| Exercise aim |
Filter the records below, keeping every line that contains the word "trunk". Case counts.

| Rows |
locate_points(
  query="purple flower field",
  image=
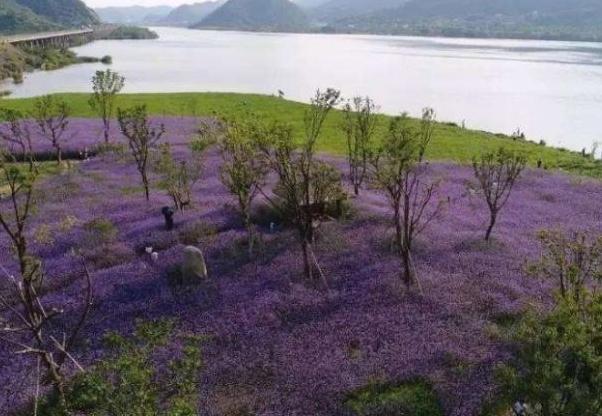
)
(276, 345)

---

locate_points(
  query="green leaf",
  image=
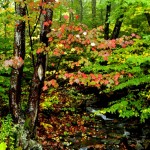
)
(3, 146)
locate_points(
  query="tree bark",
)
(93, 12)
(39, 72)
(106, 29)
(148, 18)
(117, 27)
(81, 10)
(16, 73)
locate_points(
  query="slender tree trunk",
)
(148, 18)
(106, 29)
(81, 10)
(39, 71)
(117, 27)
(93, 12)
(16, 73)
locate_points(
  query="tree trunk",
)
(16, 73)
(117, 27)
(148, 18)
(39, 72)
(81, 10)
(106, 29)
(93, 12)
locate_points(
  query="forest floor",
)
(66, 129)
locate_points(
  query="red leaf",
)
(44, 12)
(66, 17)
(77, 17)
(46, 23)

---

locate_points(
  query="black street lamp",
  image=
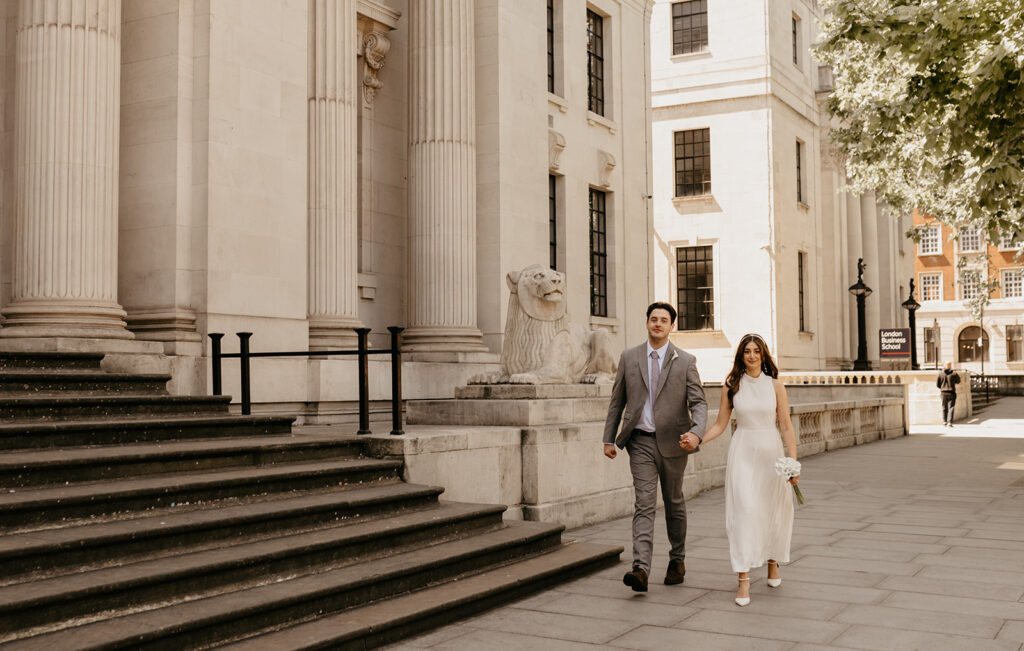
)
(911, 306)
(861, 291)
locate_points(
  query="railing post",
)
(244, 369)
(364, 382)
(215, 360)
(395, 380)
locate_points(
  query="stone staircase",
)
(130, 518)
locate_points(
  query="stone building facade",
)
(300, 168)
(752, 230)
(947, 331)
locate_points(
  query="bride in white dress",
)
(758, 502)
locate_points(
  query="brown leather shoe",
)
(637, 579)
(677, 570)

| Complete answer |
  query="slender tree trunk",
  query="tree trunk",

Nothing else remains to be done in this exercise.